**YOUR INSTRUCTIONS**
Retype precisely the section of the data that starts at the line containing "Mark the cocker" and runs to its final line, ends included.

**GIVEN INFORMATION**
::::::::
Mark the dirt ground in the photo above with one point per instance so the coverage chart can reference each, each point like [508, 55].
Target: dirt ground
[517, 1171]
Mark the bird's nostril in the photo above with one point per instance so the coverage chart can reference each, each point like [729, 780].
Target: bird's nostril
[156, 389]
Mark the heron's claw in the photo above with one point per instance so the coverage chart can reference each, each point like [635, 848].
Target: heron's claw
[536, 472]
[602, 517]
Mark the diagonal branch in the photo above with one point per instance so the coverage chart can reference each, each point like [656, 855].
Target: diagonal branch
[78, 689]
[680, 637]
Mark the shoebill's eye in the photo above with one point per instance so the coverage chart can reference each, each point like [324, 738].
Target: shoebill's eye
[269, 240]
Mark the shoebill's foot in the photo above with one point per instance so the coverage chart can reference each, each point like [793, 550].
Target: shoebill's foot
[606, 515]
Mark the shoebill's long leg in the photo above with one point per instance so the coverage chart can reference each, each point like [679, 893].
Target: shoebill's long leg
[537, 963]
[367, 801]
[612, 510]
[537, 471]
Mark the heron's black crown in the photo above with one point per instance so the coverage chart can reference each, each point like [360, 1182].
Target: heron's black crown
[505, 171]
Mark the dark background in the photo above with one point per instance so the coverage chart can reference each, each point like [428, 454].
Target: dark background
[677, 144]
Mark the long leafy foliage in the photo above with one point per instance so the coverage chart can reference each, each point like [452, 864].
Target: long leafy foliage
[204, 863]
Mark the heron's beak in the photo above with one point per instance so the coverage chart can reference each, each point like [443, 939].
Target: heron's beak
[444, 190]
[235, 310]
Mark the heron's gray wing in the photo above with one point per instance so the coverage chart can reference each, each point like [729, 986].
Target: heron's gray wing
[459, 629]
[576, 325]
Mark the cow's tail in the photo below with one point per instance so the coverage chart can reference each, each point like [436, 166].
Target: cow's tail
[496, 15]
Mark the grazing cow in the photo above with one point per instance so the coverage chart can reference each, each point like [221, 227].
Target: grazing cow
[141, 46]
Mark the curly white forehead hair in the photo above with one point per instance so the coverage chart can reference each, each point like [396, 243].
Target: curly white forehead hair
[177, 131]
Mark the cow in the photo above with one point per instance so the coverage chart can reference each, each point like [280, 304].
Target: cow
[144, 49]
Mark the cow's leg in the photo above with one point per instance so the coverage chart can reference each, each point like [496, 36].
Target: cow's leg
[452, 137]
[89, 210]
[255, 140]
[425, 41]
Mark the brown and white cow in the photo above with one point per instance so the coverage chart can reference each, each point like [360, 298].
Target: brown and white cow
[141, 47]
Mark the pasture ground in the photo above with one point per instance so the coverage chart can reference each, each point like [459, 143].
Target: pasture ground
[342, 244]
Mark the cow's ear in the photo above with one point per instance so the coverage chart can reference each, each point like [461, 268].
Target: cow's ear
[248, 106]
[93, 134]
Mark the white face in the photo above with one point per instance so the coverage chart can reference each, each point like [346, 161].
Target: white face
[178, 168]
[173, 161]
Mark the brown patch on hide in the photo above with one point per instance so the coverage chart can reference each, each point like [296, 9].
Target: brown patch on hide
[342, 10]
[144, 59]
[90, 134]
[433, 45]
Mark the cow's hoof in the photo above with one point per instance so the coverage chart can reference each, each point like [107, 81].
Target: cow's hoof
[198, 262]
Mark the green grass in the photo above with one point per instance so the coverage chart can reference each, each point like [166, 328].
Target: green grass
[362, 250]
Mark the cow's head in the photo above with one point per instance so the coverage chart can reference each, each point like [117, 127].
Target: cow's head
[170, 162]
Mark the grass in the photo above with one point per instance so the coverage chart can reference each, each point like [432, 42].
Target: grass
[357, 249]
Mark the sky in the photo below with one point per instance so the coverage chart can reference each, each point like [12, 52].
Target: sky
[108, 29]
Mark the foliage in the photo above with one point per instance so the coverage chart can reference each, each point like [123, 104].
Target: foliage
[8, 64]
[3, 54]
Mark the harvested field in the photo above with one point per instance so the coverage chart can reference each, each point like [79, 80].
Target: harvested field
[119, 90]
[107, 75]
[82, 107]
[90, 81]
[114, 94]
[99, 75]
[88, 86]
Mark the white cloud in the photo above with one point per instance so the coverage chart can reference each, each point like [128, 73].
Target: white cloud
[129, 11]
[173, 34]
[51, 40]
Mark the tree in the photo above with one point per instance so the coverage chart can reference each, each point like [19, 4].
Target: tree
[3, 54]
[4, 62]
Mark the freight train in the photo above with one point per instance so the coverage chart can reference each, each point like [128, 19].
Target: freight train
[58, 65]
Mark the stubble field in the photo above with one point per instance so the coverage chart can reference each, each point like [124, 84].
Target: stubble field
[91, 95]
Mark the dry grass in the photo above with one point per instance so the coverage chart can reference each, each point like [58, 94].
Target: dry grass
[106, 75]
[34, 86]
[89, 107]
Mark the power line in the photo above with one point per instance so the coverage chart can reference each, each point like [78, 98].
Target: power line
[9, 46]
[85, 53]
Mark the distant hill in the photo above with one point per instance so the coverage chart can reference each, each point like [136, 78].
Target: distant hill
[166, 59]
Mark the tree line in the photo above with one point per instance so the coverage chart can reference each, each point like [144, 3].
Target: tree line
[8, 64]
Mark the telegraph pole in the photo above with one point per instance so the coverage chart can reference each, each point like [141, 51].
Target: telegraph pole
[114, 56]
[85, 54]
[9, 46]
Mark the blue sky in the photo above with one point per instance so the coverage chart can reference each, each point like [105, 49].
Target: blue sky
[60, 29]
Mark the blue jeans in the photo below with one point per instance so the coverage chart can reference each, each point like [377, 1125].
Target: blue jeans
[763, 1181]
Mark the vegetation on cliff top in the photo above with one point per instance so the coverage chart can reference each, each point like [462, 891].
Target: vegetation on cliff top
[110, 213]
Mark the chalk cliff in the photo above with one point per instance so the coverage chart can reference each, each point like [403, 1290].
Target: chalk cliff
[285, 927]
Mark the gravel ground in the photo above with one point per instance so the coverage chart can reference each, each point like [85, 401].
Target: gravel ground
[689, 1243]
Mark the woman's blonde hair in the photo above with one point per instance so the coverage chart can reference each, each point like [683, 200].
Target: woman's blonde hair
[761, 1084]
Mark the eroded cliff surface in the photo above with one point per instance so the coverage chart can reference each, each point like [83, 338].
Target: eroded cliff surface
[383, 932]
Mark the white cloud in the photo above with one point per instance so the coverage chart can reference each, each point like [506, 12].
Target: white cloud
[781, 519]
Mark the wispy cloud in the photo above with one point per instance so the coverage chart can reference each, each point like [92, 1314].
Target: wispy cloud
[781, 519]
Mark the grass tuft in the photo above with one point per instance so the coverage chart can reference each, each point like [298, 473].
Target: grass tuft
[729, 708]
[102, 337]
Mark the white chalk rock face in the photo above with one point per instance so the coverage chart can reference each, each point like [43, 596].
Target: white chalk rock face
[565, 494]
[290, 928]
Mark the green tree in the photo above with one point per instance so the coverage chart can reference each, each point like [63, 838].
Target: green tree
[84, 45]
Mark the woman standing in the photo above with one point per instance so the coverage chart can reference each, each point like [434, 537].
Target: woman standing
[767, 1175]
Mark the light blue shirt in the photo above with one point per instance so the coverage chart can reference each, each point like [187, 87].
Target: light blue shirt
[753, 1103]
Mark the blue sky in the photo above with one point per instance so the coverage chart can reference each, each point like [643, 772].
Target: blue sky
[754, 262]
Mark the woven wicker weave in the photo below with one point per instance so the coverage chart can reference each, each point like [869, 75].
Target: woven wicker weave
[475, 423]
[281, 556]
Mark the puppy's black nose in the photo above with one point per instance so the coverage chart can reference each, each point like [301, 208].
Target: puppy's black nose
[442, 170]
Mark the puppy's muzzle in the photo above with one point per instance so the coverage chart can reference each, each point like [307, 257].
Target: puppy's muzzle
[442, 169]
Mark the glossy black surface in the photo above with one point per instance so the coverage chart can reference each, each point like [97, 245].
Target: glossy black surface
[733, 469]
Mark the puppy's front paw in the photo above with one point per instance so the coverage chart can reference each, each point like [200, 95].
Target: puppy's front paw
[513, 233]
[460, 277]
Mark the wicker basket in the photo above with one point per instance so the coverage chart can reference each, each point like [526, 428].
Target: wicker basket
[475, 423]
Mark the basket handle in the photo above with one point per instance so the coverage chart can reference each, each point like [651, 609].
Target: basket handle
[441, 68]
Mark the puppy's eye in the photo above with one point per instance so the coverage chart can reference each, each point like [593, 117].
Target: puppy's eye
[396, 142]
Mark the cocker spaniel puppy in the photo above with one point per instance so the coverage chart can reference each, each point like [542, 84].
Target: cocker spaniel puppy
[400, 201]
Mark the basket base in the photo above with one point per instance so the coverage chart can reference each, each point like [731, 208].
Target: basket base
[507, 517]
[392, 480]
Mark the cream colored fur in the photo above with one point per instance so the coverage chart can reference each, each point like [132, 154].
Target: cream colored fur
::::::::
**ANSWER BELOW**
Mark the cocker spaniel puppy in the photo above with one point per instance so the coverage chart can reference each, each point like [542, 84].
Target: cocker spaniel puppy
[400, 201]
Mark the basket base in the photo above with one point per instance so the coverage chart can reference each, each point like [731, 208].
Target: basket base
[507, 517]
[392, 480]
Mark the cream colored fur in the photo above with one point per instance so the coverage chart can reference each, each point like [132, 154].
Target: cream colored fur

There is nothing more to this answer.